# Advice for upgrade, best grind quality ~£600



## chinery (Apr 14, 2014)

Looking for an upgrade from a MK Vario for espresso, ideally around £600 and happy with used.

I get a bit lost reading grinder reviews because there's lots of text about ease of use, retention, speed, etc, but very little about grind quality - which I understand because it's harder to quantify objectively.

The best espresso I ever had was from an EK43 and the shop aimed for high extraction. I know it's not that simple in practice, but say that's my metric. Given that I can't afford an EK43, what's my best option for getting high extraction out of the common 65mm+ grinders? How do the Eureka E65, Rocket Fausto, ECM S-Automatik, etc compare in terms of quality, is there a clear winner or is it all about the same and the other features are the ones to look for? Should I just rearrange my kitchen to make room for a used K30? (It might fit... just...)


----------



## DavecUK (Aug 6, 2013)

chinery said:


> Looking for an upgrade from a MK Vario for espresso, ideally around £600 and happy with used.
> 
> I get a bit lost reading grinder reviews because there's lots of text about ease of use, retention, speed, etc, but very little about grind quality - which I understand because it's harder to quantify objectively.

Given data ▸

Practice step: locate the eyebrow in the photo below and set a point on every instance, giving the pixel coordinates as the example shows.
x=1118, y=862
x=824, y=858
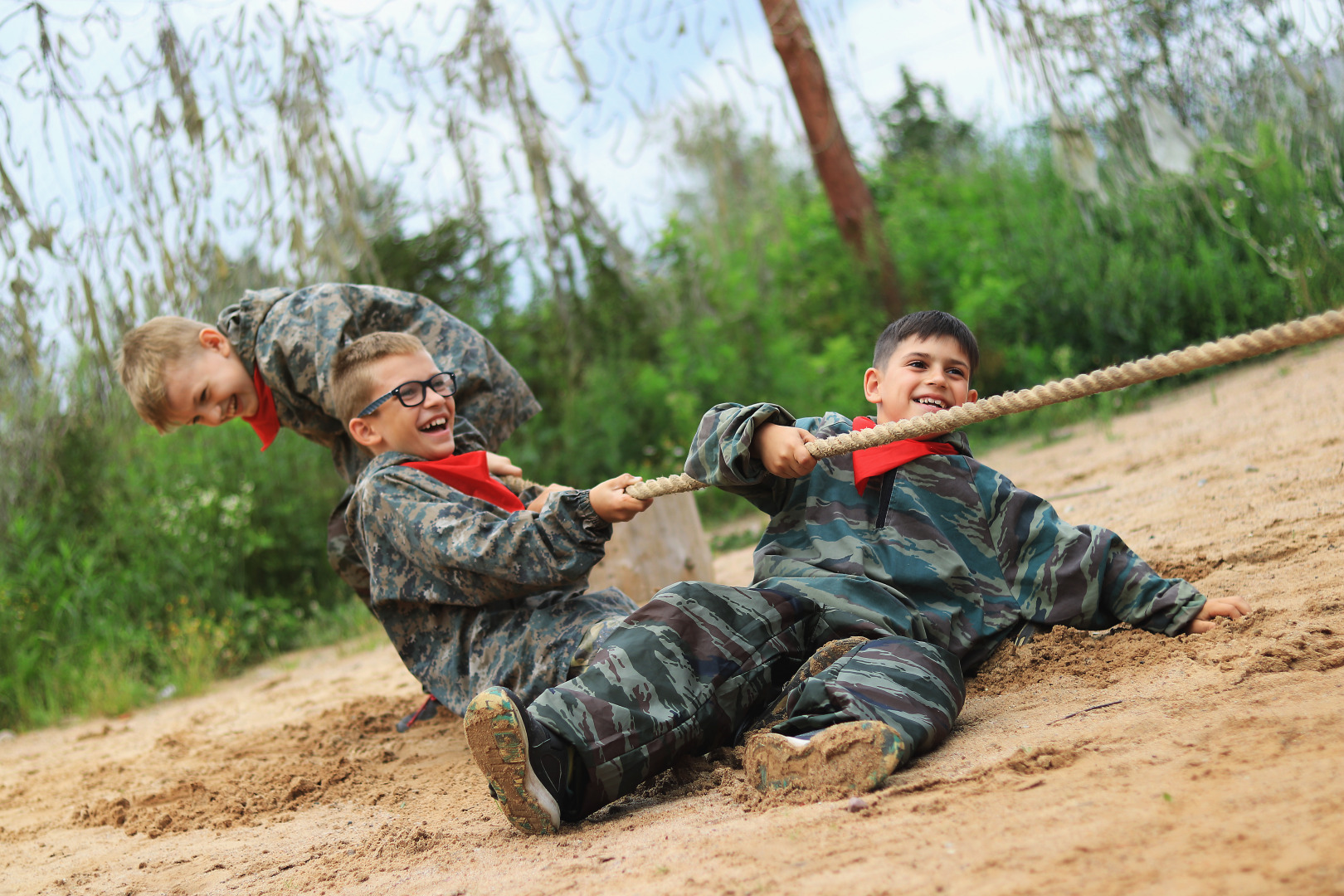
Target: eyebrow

The tasks ▸
1: From the grinder upgrade thread, reproduce the part that opens with the words containing "The best espresso" and closes with "might fit... just...)".
2: Answer these questions using the grinder upgrade thread:
(a) Which grinder does chinery want to upgrade from?
(b) Which grinder made the best espresso chinery ever had?
(c) Which used grinder does chinery consider rearranging the kitchen to make room for?

Outputs for the tasks ▸
1:
The best espresso I ever had was from an EK43 and the shop aimed for high extraction. I know it's not that simple in practice, but say that's my metric. Given that I can't afford an EK43, what's my best option for getting high extraction out of the common 65mm+ grinders? How do the Eureka E65, Rocket Fausto, ECM S-Automatik, etc compare in terms of quality, is there a clear winner or is it all about the same and the other features are the ones to look for? Should I just rearrange my kitchen to make room for a used K30? (It might fit... just...)

2:
(a) An MK Vario.
(b) An EK43.
(c) A K30.